#### Source passage
The good news is that ignorance/delusion is itself conditioned by other factors; it is not a monolithic entity that exists independently of everything else. …When we understand the conditions that support delusion we also understand what sort of practice we need to undertake to reduce it and eventually abandon it altogether. So what are the conditions that prop up and perpetuate delusion? They are nothing other than the five hindrances: desire for sense objects, ill will, dullness and lethargy, restlessness and worry, and doubt. This means that the stronger these five hindrances are, the more powerful our delusion is going to be. ..Why is this so? Because the hindrances themselves distort how we see things. …Sense desire has a similar distorting effect. ….So the five hindrances, particularly anger and desire, distort our view of the world. The stronger the five hindrances are, the greater is our delusion, and the more distorted is our outlook. The less we have of these five hindrances, the less is the distortion and the clearer is our view of the world. And because dependent origination is a causal chain, the effect of the hindrances feeds the whole chain all the way down to suffering. So the weaker the hindrances are, the less suffering we experience, and the stronger the hindrances are, the greater is the suffering. It follows that if you want to reduce ignorance and suffering in your life, you have to reduce the five hindrances, that is, the defilements of the mind.
########
#### Entries shown
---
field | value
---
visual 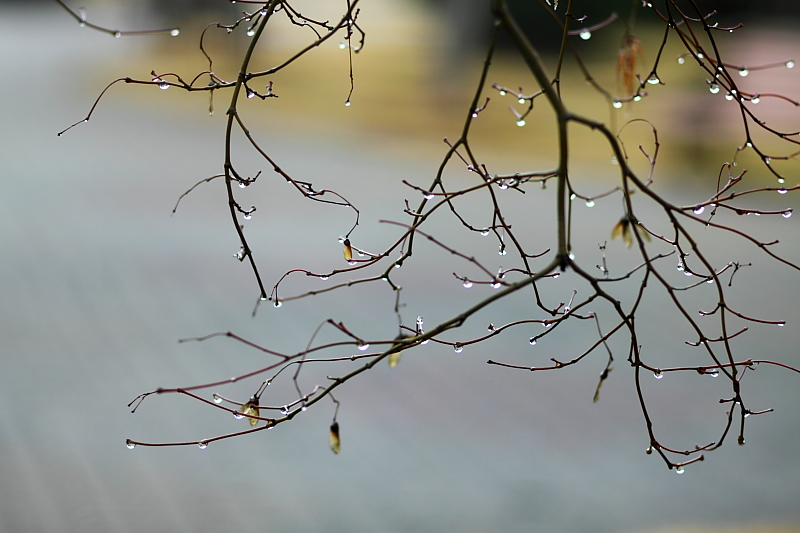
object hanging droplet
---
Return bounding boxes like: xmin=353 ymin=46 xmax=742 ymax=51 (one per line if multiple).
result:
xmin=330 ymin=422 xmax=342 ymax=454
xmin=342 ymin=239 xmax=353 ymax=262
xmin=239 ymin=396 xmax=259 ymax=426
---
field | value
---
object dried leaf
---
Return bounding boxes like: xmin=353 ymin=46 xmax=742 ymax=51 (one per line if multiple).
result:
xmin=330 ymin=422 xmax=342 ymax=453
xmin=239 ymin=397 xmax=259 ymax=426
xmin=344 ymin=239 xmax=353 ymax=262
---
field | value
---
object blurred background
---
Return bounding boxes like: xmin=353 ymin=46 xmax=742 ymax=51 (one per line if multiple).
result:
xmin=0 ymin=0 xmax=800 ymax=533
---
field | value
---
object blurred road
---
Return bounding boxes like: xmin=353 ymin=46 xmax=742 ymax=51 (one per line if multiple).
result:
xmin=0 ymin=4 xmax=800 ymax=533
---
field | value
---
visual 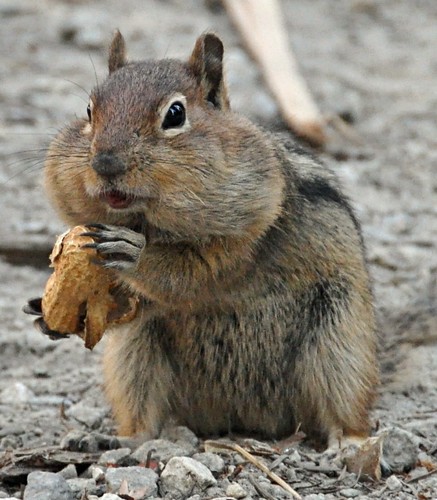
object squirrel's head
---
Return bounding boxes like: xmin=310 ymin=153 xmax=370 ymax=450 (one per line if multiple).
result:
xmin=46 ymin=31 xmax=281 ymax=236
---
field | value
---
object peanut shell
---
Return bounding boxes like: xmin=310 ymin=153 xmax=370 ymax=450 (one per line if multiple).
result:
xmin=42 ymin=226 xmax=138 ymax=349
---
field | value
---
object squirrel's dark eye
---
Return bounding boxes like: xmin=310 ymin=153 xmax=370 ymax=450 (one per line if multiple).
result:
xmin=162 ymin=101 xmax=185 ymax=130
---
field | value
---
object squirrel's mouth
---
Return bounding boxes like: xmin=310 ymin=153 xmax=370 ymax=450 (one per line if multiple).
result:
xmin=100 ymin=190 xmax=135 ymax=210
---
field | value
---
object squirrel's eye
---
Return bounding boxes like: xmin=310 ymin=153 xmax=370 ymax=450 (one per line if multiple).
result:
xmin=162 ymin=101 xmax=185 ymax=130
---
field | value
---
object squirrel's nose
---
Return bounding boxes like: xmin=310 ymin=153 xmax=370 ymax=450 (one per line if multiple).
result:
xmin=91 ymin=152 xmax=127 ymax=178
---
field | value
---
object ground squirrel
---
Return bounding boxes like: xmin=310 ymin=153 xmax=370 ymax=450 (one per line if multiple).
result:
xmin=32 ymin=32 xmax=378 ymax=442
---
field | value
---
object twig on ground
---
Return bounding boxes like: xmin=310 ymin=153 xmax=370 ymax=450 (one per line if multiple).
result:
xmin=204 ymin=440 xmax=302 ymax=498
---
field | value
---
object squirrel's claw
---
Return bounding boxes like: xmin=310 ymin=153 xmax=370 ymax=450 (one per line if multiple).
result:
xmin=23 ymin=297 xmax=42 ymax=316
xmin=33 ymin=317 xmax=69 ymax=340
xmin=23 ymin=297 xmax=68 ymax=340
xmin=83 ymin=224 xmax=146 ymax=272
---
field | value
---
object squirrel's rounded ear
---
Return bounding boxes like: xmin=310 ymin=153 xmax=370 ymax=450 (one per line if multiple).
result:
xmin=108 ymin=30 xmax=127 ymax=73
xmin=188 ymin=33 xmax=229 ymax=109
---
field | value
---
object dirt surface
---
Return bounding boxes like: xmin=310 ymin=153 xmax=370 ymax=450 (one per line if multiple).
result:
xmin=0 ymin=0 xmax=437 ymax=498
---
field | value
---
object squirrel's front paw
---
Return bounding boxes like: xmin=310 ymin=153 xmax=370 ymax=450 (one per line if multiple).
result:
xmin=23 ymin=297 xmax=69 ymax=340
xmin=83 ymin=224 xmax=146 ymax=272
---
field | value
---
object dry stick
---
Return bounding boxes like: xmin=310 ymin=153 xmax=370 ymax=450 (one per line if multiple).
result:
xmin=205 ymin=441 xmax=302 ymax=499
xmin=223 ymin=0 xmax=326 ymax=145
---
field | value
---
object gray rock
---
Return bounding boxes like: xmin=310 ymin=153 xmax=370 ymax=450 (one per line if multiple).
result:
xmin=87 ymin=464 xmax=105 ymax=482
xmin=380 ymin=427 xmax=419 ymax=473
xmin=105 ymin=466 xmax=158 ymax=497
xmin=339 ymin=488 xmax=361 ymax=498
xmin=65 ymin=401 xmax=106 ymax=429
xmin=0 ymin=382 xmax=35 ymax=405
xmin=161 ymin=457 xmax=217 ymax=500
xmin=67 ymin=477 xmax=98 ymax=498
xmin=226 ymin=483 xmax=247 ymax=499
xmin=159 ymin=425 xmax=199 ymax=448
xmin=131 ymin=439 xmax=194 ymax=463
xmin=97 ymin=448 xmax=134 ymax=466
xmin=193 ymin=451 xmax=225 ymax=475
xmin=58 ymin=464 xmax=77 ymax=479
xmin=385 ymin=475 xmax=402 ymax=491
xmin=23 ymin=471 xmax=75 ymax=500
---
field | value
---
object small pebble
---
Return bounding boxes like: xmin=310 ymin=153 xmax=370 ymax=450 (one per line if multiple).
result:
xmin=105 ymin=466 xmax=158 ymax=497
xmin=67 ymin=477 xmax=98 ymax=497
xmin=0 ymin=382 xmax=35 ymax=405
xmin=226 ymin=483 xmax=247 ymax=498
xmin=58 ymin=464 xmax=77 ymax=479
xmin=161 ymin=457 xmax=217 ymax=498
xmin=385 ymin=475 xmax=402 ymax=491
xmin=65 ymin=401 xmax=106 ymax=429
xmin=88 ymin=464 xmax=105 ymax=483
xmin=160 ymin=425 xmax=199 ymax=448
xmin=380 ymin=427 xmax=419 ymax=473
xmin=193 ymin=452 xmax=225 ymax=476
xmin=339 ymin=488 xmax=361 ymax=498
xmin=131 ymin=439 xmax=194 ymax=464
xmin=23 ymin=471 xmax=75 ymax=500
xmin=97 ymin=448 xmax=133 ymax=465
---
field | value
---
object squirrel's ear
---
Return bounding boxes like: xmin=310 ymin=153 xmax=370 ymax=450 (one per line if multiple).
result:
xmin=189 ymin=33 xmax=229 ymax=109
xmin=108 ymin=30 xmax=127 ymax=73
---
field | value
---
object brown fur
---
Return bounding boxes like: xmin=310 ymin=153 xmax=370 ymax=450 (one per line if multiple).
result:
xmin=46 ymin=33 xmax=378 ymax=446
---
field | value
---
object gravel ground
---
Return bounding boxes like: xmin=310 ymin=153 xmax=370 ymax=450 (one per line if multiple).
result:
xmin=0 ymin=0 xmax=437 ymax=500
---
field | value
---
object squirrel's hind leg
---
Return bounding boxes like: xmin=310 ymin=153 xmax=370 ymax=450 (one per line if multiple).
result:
########
* **Task list**
1. According to the passage on the five hindrances, what are the five hindrances?
2. Format the records as a numbered list from their first line through the line containing "xmin=239 ymin=396 xmax=259 ymax=426", including both ends and skipping blank lines. Leave the pictures out of your answer.
The passage and the records were taken from unrelated sources.

* **Answers for this exercise**
1. Desire for sense objects, ill will, dullness and lethargy, restlessness and worry, and doubt.

2.
1. ---
2. field | value
3. ---
4. visual 
5. object hanging droplet
6. ---
7. Return bounding boxes like: xmin=353 ymin=46 xmax=742 ymax=51 (one per line if multiple).
8. result:
9. xmin=330 ymin=422 xmax=342 ymax=454
10. xmin=342 ymin=239 xmax=353 ymax=262
11. xmin=239 ymin=396 xmax=259 ymax=426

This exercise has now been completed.